**Job**
Reproduce each of the records below word for word, leaving out the pictures.

**Exercise input**
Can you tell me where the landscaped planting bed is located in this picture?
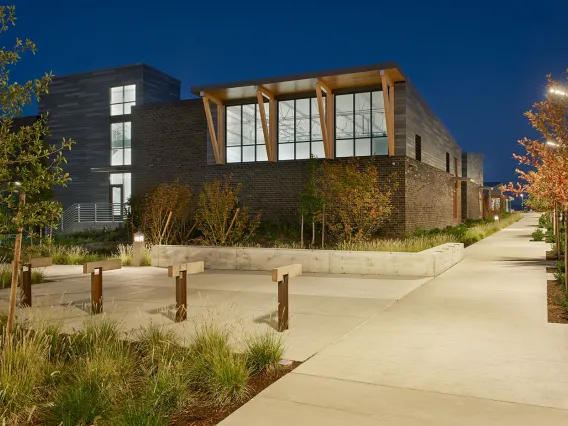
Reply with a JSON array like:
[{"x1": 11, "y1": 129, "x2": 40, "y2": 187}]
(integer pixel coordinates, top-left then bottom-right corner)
[{"x1": 0, "y1": 316, "x2": 297, "y2": 426}]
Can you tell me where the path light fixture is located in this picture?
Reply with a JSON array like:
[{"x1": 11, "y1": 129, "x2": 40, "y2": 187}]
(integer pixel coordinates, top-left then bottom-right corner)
[{"x1": 132, "y1": 232, "x2": 145, "y2": 266}]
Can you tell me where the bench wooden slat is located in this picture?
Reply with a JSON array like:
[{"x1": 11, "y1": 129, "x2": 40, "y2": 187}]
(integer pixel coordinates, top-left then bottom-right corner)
[
  {"x1": 30, "y1": 257, "x2": 53, "y2": 268},
  {"x1": 168, "y1": 260, "x2": 205, "y2": 278},
  {"x1": 83, "y1": 259, "x2": 122, "y2": 274},
  {"x1": 272, "y1": 263, "x2": 302, "y2": 282}
]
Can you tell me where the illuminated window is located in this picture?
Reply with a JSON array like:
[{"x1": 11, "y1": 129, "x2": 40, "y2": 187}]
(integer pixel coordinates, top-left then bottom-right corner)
[
  {"x1": 226, "y1": 103, "x2": 269, "y2": 163},
  {"x1": 335, "y1": 91, "x2": 389, "y2": 157},
  {"x1": 278, "y1": 98, "x2": 325, "y2": 160},
  {"x1": 110, "y1": 84, "x2": 136, "y2": 115},
  {"x1": 110, "y1": 122, "x2": 132, "y2": 166}
]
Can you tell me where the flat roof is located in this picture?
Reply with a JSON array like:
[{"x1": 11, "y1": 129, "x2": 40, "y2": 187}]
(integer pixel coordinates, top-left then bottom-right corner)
[{"x1": 191, "y1": 62, "x2": 407, "y2": 101}]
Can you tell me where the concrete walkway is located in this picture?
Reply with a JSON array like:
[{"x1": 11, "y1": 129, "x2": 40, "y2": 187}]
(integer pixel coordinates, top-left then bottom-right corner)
[{"x1": 221, "y1": 215, "x2": 568, "y2": 426}]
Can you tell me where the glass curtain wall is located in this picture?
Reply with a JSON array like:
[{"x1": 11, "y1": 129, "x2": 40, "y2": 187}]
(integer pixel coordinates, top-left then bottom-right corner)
[
  {"x1": 278, "y1": 98, "x2": 325, "y2": 160},
  {"x1": 225, "y1": 102, "x2": 269, "y2": 163},
  {"x1": 335, "y1": 91, "x2": 389, "y2": 157}
]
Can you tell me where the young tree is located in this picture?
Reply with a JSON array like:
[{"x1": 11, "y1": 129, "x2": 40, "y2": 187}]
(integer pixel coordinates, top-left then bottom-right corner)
[
  {"x1": 0, "y1": 6, "x2": 73, "y2": 333},
  {"x1": 319, "y1": 158, "x2": 394, "y2": 242},
  {"x1": 300, "y1": 157, "x2": 323, "y2": 247},
  {"x1": 506, "y1": 75, "x2": 568, "y2": 290}
]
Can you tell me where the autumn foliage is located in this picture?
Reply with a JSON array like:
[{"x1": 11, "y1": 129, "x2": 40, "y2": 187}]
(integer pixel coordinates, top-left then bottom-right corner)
[{"x1": 319, "y1": 158, "x2": 395, "y2": 242}]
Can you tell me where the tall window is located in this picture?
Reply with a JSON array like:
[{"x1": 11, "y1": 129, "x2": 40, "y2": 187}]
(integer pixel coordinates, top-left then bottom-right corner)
[
  {"x1": 226, "y1": 102, "x2": 269, "y2": 163},
  {"x1": 335, "y1": 91, "x2": 389, "y2": 157},
  {"x1": 110, "y1": 122, "x2": 132, "y2": 166},
  {"x1": 278, "y1": 98, "x2": 325, "y2": 160},
  {"x1": 110, "y1": 84, "x2": 136, "y2": 115},
  {"x1": 414, "y1": 135, "x2": 422, "y2": 161}
]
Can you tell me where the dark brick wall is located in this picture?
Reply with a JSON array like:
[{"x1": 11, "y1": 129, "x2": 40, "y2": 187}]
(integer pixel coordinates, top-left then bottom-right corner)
[
  {"x1": 405, "y1": 82, "x2": 462, "y2": 175},
  {"x1": 461, "y1": 182, "x2": 483, "y2": 221},
  {"x1": 405, "y1": 158, "x2": 461, "y2": 233},
  {"x1": 39, "y1": 64, "x2": 180, "y2": 208},
  {"x1": 132, "y1": 99, "x2": 405, "y2": 234}
]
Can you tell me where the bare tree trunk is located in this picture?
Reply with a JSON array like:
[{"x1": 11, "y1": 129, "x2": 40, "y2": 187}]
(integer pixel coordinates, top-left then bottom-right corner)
[
  {"x1": 6, "y1": 191, "x2": 26, "y2": 336},
  {"x1": 554, "y1": 203, "x2": 561, "y2": 260},
  {"x1": 300, "y1": 213, "x2": 304, "y2": 248}
]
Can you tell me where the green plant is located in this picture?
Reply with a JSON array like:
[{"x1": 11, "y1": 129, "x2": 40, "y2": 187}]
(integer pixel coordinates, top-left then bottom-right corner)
[
  {"x1": 532, "y1": 229, "x2": 544, "y2": 241},
  {"x1": 0, "y1": 328, "x2": 49, "y2": 424},
  {"x1": 319, "y1": 158, "x2": 396, "y2": 242},
  {"x1": 138, "y1": 181, "x2": 195, "y2": 244},
  {"x1": 245, "y1": 331, "x2": 284, "y2": 374},
  {"x1": 197, "y1": 177, "x2": 260, "y2": 246}
]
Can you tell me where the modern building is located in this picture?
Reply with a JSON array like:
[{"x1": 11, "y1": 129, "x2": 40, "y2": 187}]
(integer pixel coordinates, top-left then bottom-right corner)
[
  {"x1": 39, "y1": 64, "x2": 180, "y2": 230},
  {"x1": 30, "y1": 62, "x2": 483, "y2": 235}
]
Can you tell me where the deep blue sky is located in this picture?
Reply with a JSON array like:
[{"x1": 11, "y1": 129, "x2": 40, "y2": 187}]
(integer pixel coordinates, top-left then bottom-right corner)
[{"x1": 8, "y1": 0, "x2": 568, "y2": 180}]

**Problem solution**
Can you tell me where the landscaped planting bed is located in this picture?
Reply with a JSON array like:
[{"x1": 11, "y1": 129, "x2": 40, "y2": 187}]
(integer pixel coordinates, top-left then bottom-right corner)
[{"x1": 0, "y1": 316, "x2": 297, "y2": 426}]
Can you tell me where the path light fixture is located in this picture?
Reply with a JSON array like:
[{"x1": 11, "y1": 129, "x2": 40, "y2": 187}]
(integer pixel coordinates, top-left then bottom-right corner)
[{"x1": 132, "y1": 232, "x2": 145, "y2": 266}]
Can you tell me where the bench wooden slat is located in this picture?
Reply with a JSON array like:
[{"x1": 11, "y1": 129, "x2": 40, "y2": 187}]
(integer pixel coordinates, top-left then bottom-right corner)
[
  {"x1": 30, "y1": 257, "x2": 53, "y2": 268},
  {"x1": 168, "y1": 260, "x2": 205, "y2": 278},
  {"x1": 83, "y1": 259, "x2": 122, "y2": 274},
  {"x1": 272, "y1": 263, "x2": 302, "y2": 282}
]
Can you tell me where the illuminated window is located in this picture?
Reply with a JSON array like:
[{"x1": 11, "y1": 129, "x2": 40, "y2": 187}]
(integer pixel coordinates, top-left then bottom-right corner)
[
  {"x1": 226, "y1": 103, "x2": 269, "y2": 163},
  {"x1": 335, "y1": 91, "x2": 389, "y2": 157},
  {"x1": 278, "y1": 98, "x2": 325, "y2": 160},
  {"x1": 110, "y1": 84, "x2": 136, "y2": 115},
  {"x1": 110, "y1": 122, "x2": 132, "y2": 166}
]
Can you tell me where the flat roof is located in this picture?
Reply with a JSON array like:
[{"x1": 11, "y1": 129, "x2": 40, "y2": 187}]
(integer pixel coordinates, top-left then bottom-right corner)
[{"x1": 191, "y1": 62, "x2": 407, "y2": 101}]
Can you tell me where the concrete walkway is located in this picture?
Reply with a JSON array like:
[{"x1": 11, "y1": 129, "x2": 40, "y2": 187}]
(integer pixel coordinates, top-left then bottom-right corner)
[{"x1": 221, "y1": 215, "x2": 568, "y2": 426}]
Can you tell me where the glass curtain wall is located in this picture?
Reply with a JSON array like:
[{"x1": 11, "y1": 129, "x2": 40, "y2": 187}]
(integer pixel coordinates, top-left then bottom-right corner)
[
  {"x1": 278, "y1": 98, "x2": 325, "y2": 160},
  {"x1": 225, "y1": 102, "x2": 269, "y2": 163},
  {"x1": 335, "y1": 91, "x2": 389, "y2": 157}
]
Can you tell me where the young tree is located in this picture?
Reply with a JSON array like:
[{"x1": 11, "y1": 129, "x2": 40, "y2": 187}]
(integer pixel coordinates, top-left then bottom-right corner)
[
  {"x1": 0, "y1": 6, "x2": 73, "y2": 333},
  {"x1": 319, "y1": 158, "x2": 394, "y2": 242},
  {"x1": 300, "y1": 157, "x2": 323, "y2": 247},
  {"x1": 506, "y1": 75, "x2": 568, "y2": 290}
]
Can you tell me where the autumn foliage is located in this picture?
Reply with a JSON array like:
[{"x1": 11, "y1": 129, "x2": 40, "y2": 187}]
(integer pixel coordinates, top-left then bottom-right corner)
[{"x1": 319, "y1": 158, "x2": 395, "y2": 242}]
Can you tell me where the tall window is located in this picture?
Reply with a JSON array like:
[{"x1": 11, "y1": 129, "x2": 40, "y2": 187}]
(integer pixel coordinates, top-left then bottom-right corner)
[
  {"x1": 226, "y1": 102, "x2": 269, "y2": 163},
  {"x1": 335, "y1": 91, "x2": 389, "y2": 157},
  {"x1": 110, "y1": 122, "x2": 132, "y2": 166},
  {"x1": 278, "y1": 98, "x2": 325, "y2": 160},
  {"x1": 110, "y1": 84, "x2": 136, "y2": 115},
  {"x1": 414, "y1": 135, "x2": 422, "y2": 161}
]
Can you tell me where the dark brick wall is located in this picture?
Reply with a JSON array like:
[{"x1": 11, "y1": 129, "x2": 40, "y2": 187}]
(integer pixel coordinates, top-left then bottom-right corner)
[
  {"x1": 405, "y1": 82, "x2": 462, "y2": 175},
  {"x1": 461, "y1": 182, "x2": 483, "y2": 221},
  {"x1": 405, "y1": 158, "x2": 461, "y2": 233},
  {"x1": 39, "y1": 64, "x2": 180, "y2": 208},
  {"x1": 132, "y1": 99, "x2": 405, "y2": 234}
]
Can you tell me where the bare tree trunk is located in this picture?
Reply with a JSON array like:
[{"x1": 11, "y1": 129, "x2": 40, "y2": 187}]
(integer pixel coordinates, top-left then bottom-right corner)
[
  {"x1": 6, "y1": 191, "x2": 26, "y2": 336},
  {"x1": 554, "y1": 203, "x2": 561, "y2": 260},
  {"x1": 300, "y1": 213, "x2": 304, "y2": 248}
]
Can you tell me where the green plant is located in this picture?
Reply with a JSON array like:
[{"x1": 11, "y1": 129, "x2": 40, "y2": 187}]
(integer pixel coordinates, top-left then bottom-right corner)
[
  {"x1": 532, "y1": 229, "x2": 544, "y2": 241},
  {"x1": 0, "y1": 328, "x2": 49, "y2": 424},
  {"x1": 319, "y1": 158, "x2": 396, "y2": 242},
  {"x1": 138, "y1": 181, "x2": 195, "y2": 244},
  {"x1": 245, "y1": 331, "x2": 284, "y2": 374},
  {"x1": 197, "y1": 177, "x2": 260, "y2": 246}
]
Can you tell me where the modern building is located in this picture?
Reply with a JSON array like:
[{"x1": 11, "y1": 129, "x2": 40, "y2": 187}]
(integer pixel coordinates, top-left then bottom-right corner)
[
  {"x1": 39, "y1": 64, "x2": 180, "y2": 230},
  {"x1": 30, "y1": 62, "x2": 483, "y2": 235}
]
Can you tell me where the deep blue sky is located in this picture?
Reply with a JSON array like:
[{"x1": 11, "y1": 129, "x2": 40, "y2": 187}]
(integer pixel coordinates, top-left then bottom-right corner)
[{"x1": 8, "y1": 0, "x2": 568, "y2": 180}]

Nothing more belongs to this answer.